--- WRITTEN REQUEST ---
Extract the data below line for line, without changing any wording, and omit the pictures.

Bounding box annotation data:

* Start *

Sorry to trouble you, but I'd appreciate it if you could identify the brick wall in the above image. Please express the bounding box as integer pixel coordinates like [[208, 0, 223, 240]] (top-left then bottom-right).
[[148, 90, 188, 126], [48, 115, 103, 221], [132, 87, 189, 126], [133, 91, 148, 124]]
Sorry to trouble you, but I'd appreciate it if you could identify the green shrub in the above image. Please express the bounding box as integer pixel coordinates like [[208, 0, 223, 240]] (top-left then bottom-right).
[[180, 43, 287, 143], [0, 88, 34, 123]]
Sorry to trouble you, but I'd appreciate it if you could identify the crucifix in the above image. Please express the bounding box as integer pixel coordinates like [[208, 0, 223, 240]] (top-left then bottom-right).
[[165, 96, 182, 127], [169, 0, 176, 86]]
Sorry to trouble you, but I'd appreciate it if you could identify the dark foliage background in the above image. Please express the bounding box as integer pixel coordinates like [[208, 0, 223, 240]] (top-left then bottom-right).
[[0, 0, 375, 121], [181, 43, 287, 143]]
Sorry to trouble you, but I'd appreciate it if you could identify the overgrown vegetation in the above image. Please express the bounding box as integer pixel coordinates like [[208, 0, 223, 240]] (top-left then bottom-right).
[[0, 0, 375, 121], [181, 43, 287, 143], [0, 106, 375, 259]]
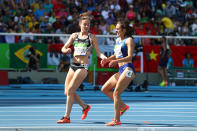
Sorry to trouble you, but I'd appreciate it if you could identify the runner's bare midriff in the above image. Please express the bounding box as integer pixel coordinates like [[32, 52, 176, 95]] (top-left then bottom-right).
[[72, 55, 89, 64]]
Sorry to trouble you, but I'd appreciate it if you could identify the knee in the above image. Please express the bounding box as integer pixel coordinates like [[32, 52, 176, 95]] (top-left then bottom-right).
[[113, 90, 121, 99], [101, 87, 110, 94], [66, 88, 75, 96]]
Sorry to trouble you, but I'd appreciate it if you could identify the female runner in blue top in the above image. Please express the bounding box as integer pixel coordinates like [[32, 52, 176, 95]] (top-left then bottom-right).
[[101, 21, 135, 126], [57, 12, 106, 123]]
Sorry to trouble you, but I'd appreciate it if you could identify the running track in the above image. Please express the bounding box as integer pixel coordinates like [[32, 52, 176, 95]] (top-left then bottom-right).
[[0, 83, 197, 131]]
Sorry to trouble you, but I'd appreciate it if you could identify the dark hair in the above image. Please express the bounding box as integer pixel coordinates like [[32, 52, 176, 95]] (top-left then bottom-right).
[[79, 11, 92, 22], [117, 20, 133, 37], [185, 52, 192, 58], [29, 46, 36, 55]]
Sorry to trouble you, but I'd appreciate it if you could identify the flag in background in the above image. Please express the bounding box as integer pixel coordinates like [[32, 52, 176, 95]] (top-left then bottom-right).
[[143, 45, 161, 72], [170, 46, 197, 67], [0, 44, 10, 68], [10, 43, 48, 68]]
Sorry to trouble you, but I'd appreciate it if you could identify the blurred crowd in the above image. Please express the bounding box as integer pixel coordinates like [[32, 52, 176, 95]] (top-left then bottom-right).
[[0, 0, 197, 46]]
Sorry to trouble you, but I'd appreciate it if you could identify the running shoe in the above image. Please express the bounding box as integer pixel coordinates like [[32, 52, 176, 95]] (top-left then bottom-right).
[[57, 117, 70, 123], [165, 81, 168, 86], [120, 105, 129, 115], [105, 120, 121, 126], [81, 105, 91, 120], [160, 80, 165, 86]]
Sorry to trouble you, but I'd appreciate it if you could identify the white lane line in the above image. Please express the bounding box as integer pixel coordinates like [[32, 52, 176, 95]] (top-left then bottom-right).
[[1, 114, 197, 118], [0, 110, 197, 114], [0, 105, 197, 110], [0, 119, 196, 122]]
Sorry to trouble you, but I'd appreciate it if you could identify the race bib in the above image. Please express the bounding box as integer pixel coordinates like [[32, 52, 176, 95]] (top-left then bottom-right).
[[74, 43, 87, 56], [114, 45, 122, 57]]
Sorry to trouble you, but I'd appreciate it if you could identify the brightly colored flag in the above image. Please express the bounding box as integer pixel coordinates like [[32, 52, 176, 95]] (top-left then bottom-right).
[[10, 44, 48, 68], [0, 44, 10, 68]]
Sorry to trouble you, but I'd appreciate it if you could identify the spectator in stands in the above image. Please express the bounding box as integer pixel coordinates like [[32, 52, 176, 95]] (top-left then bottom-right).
[[25, 46, 40, 71], [101, 21, 135, 126], [126, 5, 136, 21], [34, 4, 45, 20], [158, 36, 170, 86], [57, 12, 106, 123], [182, 52, 194, 68]]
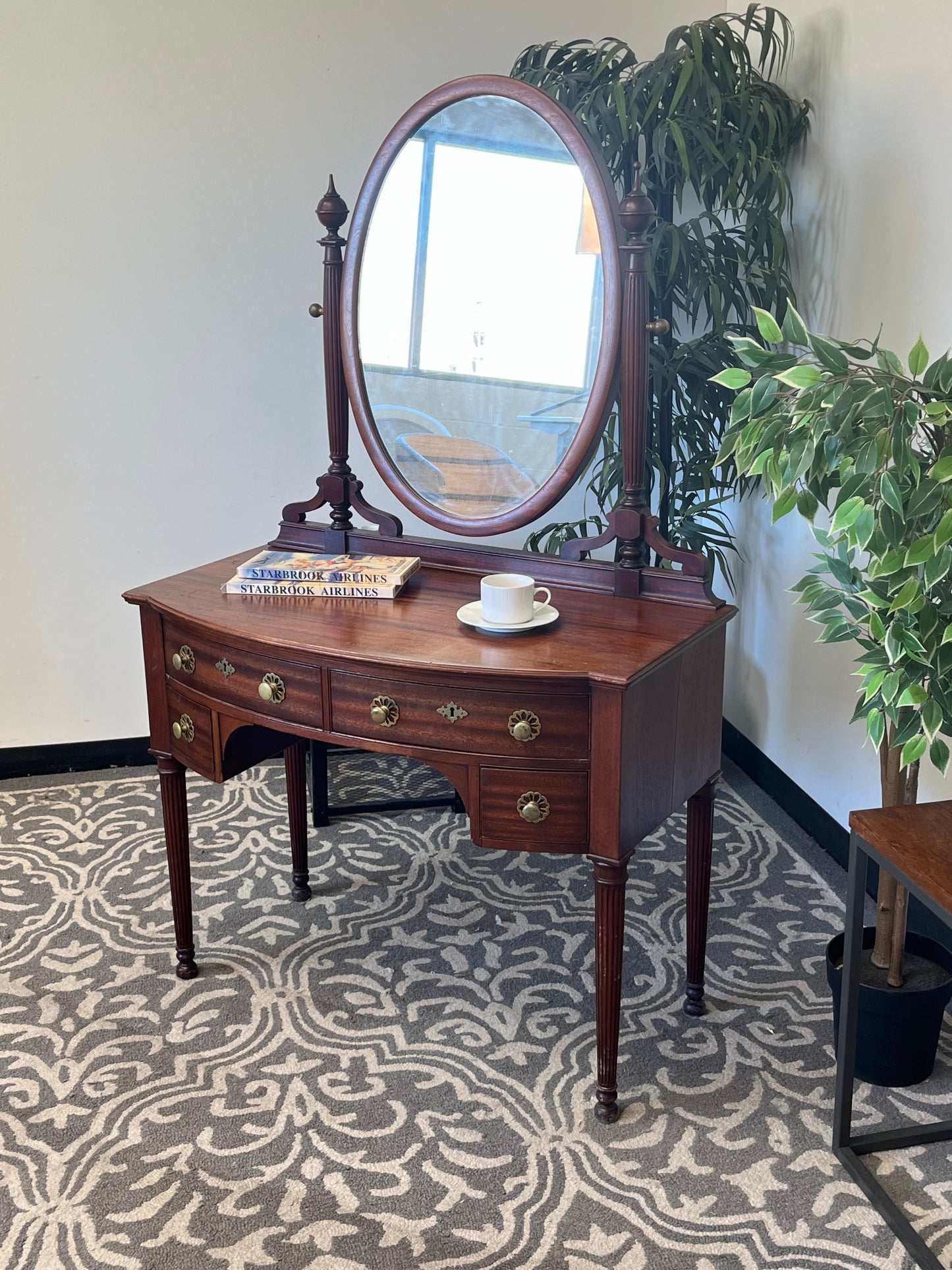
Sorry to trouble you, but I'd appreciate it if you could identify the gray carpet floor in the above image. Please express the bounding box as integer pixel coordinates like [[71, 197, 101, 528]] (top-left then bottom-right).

* End *

--- SOLUTION FOR THIS TASK ---
Sorry to trouble you, but I'd appreciate it if you could identify the brick wall in the above image. Please express the bounding box as integer pixel coordinates like [[208, 0, 223, 240]] (top-left then bottom-right).
[[148, 90, 188, 126], [48, 115, 103, 221], [132, 87, 189, 126], [133, 91, 148, 124]]
Sorry to trouble you, but I'd appreciate it if you could identify the green shrub in the above image. Please express the bounding box as integer pixel coordinates like [[208, 0, 223, 240]] (top-left then bottom-right).
[[180, 43, 287, 143], [0, 88, 34, 123]]
Sorry to trouble you, but I'd appreciate it if you could identify the crucifix in the above image. Please express the bounding box as integer pixel coordinates like [[208, 0, 223, 240]] (top-left then bottom-right).
[[165, 96, 182, 127], [169, 0, 176, 86]]
Sorry to trouble you, but I'd appreciate it if you could identify the dark foliage background in the above image. Please express the bounding box as integer pixel coordinates like [[208, 0, 223, 240]] (top-left then bottom-right).
[[0, 0, 375, 121], [181, 43, 287, 143]]
Sorry to trouble you, but I'd appreciate it if you could identify the overgrown vegetation in the above image. Please express the bounding box as integer pixel coordinates like [[208, 0, 223, 240]] (top-left then bottom-right).
[[0, 0, 375, 121], [181, 43, 287, 143], [0, 106, 375, 259]]
Sorry to trouble you, but I'd appreciate it if you could identify the runner's bare midriff in the above image. Please express the bounding box as integer pixel coordinates like [[32, 52, 176, 95]] (top-left then bottom-right).
[[72, 55, 89, 64]]
Sorry to trouble you, but I'd appreciate it if you could identify the knee in the above image. Please express the bounding box as integer pixel coordinates like [[32, 52, 176, 95]] (top-left then bottom-right).
[[113, 90, 121, 99], [101, 87, 110, 94], [66, 88, 75, 96]]
Sorry to trouble you, but I'd appreciate it if you could identify the female runner in blue top in the above image. Please express the bounding box as integer pixel coordinates like [[32, 52, 176, 95]] (top-left then bottom-right).
[[101, 21, 135, 126], [57, 12, 106, 123]]
Sorry to trouble you, but I'd appreciate it if you could identify the running track in the above image. Please express the bounding box as integer pixel coordinates like [[32, 52, 176, 95]] (top-left then bottom-right).
[[0, 83, 197, 131]]
Sorry to trouble you, but I'd appreciate it if you could identify the dark hair in the above image. Please express the bounding box as integer pixel coordinates like [[32, 52, 176, 95]] (top-left then bottom-right).
[[79, 11, 92, 22], [117, 20, 133, 37], [185, 52, 192, 58], [29, 46, 36, 55]]
Sorry to trouble you, but I'd appreciate it if you could identify the flag in background in the above image. Please express the bounding box as integer pixel coordinates like [[32, 52, 176, 95]] (top-left then bottom-right).
[[143, 45, 161, 72], [170, 46, 197, 67], [0, 44, 10, 68], [10, 43, 48, 68]]
Sorry to trouble you, but I'd appreciate it if you could identify the blurred crowd in the above image. Please express the bounding box as integer pixel coordinates like [[32, 52, 176, 95]] (top-left then bottom-right).
[[0, 0, 197, 46]]
Sorry to trouble you, but I'd appreciate it if you could identify the running shoe in the above image. Please express the bounding box as integer pixel coordinates like [[32, 52, 176, 95]] (top-left then bottom-right).
[[57, 117, 70, 123], [165, 81, 168, 86], [120, 105, 129, 115], [105, 120, 121, 126], [81, 105, 91, 120], [160, 80, 165, 86]]
Sorry to trouble you, but I'd appreciate it if you could identify the white lane line in the above image. Please express the bounding box as integer pixel coordinates like [[32, 52, 176, 95]] (top-left then bottom-right).
[[1, 114, 197, 118], [0, 110, 197, 114], [0, 105, 197, 110], [0, 119, 196, 122]]
Sorry to trouble you, but I'd appreciate it if you could identify the race bib in the above image. Please express the bounding box as integer pixel coordinates like [[32, 52, 176, 95]] (top-left then bottom-right).
[[74, 43, 87, 56], [114, 45, 122, 57]]
Sorry to trouble you, but I'd appreciate it if you could identify the brightly colored flag in the above image. Please express the bounding box as integer pixel coordinates like [[32, 52, 176, 95]] (top-left then bottom-right).
[[10, 44, 48, 68], [0, 44, 10, 68]]
Sorry to trouble you, but I'd appreciate it if you could identify the spectator in stands in the above image. Please express the bounding box as integer pixel coordinates like [[32, 52, 176, 95]] (top-left then bottom-right).
[[25, 46, 40, 71], [101, 21, 135, 126], [126, 5, 136, 21], [34, 4, 45, 20], [158, 36, 170, 86], [57, 12, 106, 123], [182, 52, 194, 68]]
Sorry to trouble you, but I'd appreciate it if you could identify the gray carpet floor in the above image. Please express the bounding box as integer pixel coordinates like [[71, 197, 101, 528]] (top-left then bottom-right).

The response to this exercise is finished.